● Text:
*-*-*

2009-09-24 00:53:50

by Tejun Heo

[permalink] [raw]
Subject: [PATCH] percpu: make pcpu_setup_first_chunk() failures more verbose

The parameters to pcpu_setup_first_chunk() come from different sources
depending on architecture and can be quite complex. The function runs
various sanity checks on the parameters and triggers BUG() if
something isn't right. However, this is very early during the boot
and not reporting exactly what the problem is makes debugging even
harder.

Add PCPU_SETUP_BUG() macro which prints out enough information about
the parameters. As the macro still puts separate BUG() for each
check, it won't lose any information even on the situations where only
the program counter can be retrieved.

While at it, also bump pcpu_dump_alloc_info() message to KERN_INFO so
that it's visible on the console if boot fails to complete.

Signed-off-by: Tejun Heo <[email protected]>
---
Here's more complete version to make pcpu init failure more verbose.
Tony, you can also use this version but the original one should work
fine for your specific case.

If there's no objection, I'll push to Linus with other percpu fixes in
a week or so.

Thanks.

mm/percpu.c | 37 ++++++++++++++++++++++++++-----------
1 files changed, 26 insertions(+), 11 deletions(-)

diff --git a/mm/percpu.c b/mm/percpu.c
index 43d8cac..bb2ca3c 100644
--- a/mm/percpu.c
+++ b/mm/percpu.c
@@ -1574,6 +1574,7 @@ static void pcpu_dump_alloc_info(const char *lvl,
int __init pcpu_setup_first_chunk(const struct pcpu_alloc_info *ai,
void *base_addr)
{
+ static char cpus_buf[4096] __initdata;
static int smap[2], dmap[2];
size_t dyn_size = ai->dyn_size;
size_t size_sum = ai->static_size + ai->reserved_size + dyn_size;
@@ -1585,17 +1586,26 @@ int __init pcpu_setup_first_chunk(const struct pcpu_alloc_info *ai,
int *unit_map;
int group, unit, i;

+ cpumask_scnprintf(cpus_buf, sizeof(cpus_buf), cpu_possible_mask);
+
+#define PCPU_SETUP_BUG_ON(cond) do { \
+ if (unlikely(cond)) { \
+ printk(KERN_CRIT "PERCPU: failed to initialize, %s", #cond); \
+ printk(KERN_CRIT "PERCPU: cpu_possible_mask=%s\n", cpus_buf); \
+ pcpu_dump_alloc_info(KERN_CRIT, ai); \
+ BUG(); \
+ } \
+} while (0)

*-*-*

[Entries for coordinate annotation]
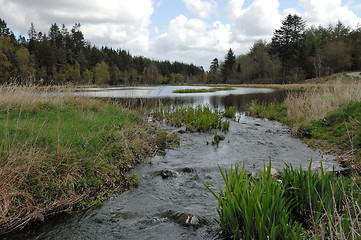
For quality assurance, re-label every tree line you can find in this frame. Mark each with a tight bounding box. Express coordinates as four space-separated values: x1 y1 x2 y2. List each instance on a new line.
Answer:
0 19 205 85
207 14 361 83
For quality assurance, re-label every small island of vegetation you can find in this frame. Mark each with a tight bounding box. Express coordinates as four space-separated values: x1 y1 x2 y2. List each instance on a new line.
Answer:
173 87 235 93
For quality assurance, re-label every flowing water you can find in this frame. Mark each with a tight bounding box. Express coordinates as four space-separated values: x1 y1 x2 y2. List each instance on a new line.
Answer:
8 87 337 239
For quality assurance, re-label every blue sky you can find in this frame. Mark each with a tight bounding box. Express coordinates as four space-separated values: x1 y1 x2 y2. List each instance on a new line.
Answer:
0 0 361 69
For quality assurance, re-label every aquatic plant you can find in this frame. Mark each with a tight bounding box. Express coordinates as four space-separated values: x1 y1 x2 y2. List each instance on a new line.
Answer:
246 100 287 122
279 163 361 239
173 87 235 93
206 161 361 239
223 106 236 118
206 160 302 239
152 105 230 132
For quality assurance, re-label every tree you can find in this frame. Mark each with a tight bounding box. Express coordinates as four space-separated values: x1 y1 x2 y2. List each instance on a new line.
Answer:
271 14 306 78
222 48 236 83
0 18 11 37
208 58 219 83
0 49 12 83
209 58 219 74
15 46 35 79
321 41 352 75
93 61 110 85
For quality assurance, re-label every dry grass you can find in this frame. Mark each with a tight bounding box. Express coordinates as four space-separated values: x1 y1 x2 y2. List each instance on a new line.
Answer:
285 82 361 126
0 85 166 235
0 84 75 112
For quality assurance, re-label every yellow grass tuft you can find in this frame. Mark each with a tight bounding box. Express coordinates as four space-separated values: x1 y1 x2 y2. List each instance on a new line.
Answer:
285 79 361 126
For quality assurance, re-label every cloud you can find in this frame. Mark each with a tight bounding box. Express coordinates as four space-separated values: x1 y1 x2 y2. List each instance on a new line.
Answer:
183 0 217 19
225 0 282 42
152 15 231 68
0 0 154 51
285 0 361 27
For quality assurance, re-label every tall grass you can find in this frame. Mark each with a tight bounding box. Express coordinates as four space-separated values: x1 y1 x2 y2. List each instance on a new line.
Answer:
206 162 361 239
173 87 235 93
207 160 302 239
284 82 361 126
206 162 361 239
0 85 168 234
153 106 230 132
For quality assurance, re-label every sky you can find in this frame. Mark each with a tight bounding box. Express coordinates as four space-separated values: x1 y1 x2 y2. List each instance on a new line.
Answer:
0 0 361 70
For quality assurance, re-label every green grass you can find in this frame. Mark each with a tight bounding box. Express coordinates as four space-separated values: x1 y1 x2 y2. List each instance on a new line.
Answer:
153 106 230 132
246 100 288 123
173 87 235 93
206 161 361 240
223 106 236 118
246 98 361 162
0 98 176 234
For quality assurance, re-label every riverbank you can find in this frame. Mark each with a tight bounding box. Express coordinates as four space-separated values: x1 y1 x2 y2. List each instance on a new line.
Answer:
0 86 174 234
243 74 361 173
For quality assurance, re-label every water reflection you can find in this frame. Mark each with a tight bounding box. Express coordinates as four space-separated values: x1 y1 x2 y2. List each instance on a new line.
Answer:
77 86 287 111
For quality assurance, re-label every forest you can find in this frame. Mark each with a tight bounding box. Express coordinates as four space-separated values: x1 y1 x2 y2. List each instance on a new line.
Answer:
208 14 361 83
0 14 361 85
0 19 205 85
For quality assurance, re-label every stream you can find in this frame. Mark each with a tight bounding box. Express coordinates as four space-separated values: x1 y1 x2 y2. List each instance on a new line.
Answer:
6 86 339 239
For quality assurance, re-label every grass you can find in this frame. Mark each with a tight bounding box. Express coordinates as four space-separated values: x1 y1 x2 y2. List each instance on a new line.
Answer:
0 85 176 234
153 106 231 132
206 161 361 239
173 87 235 93
246 81 361 166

*-*-*

● Task to complete:
Can you reproduce the part of the percpu patch above that opens with the words containing "Signed-off-by: Tejun Heo" and closes with "week or so."?

● Final answer:
Signed-off-by: Tejun Heo <[email protected]>
---
Here's more complete version to make pcpu init failure more verbose.
Tony, you can also use this version but the original one should work
fine for your specific case.

If there's no objection, I'll push to Linus with other percpu fixes in
a week or so.